■ **Records for the exercise**

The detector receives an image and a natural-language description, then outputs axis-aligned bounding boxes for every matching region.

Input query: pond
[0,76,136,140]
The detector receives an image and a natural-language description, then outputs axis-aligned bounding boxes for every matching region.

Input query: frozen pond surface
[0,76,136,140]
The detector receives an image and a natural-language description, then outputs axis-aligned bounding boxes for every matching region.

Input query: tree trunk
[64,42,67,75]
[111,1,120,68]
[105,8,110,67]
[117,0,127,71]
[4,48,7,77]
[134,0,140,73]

■ **Instructions to follow**
Repeat the listing above line by line, exactly as written.

■ **Final answer**
The detector receives an image and a natural-language description, then outputs axis-aligned bounding boxes for every matching region.

Input query: pond
[0,76,136,140]
The detector receives an image and a natural-language description, then outputs axis-aligned bounding boxes for every matching region.

Input query: frozen pond surface
[0,76,136,140]
The detector receives an image and a natural-language description, then outputs axis-aligned bounding boxes for every matching region.

Input query: tree trunk
[64,42,67,75]
[111,1,120,68]
[105,8,110,67]
[117,0,127,71]
[4,48,7,77]
[134,0,140,73]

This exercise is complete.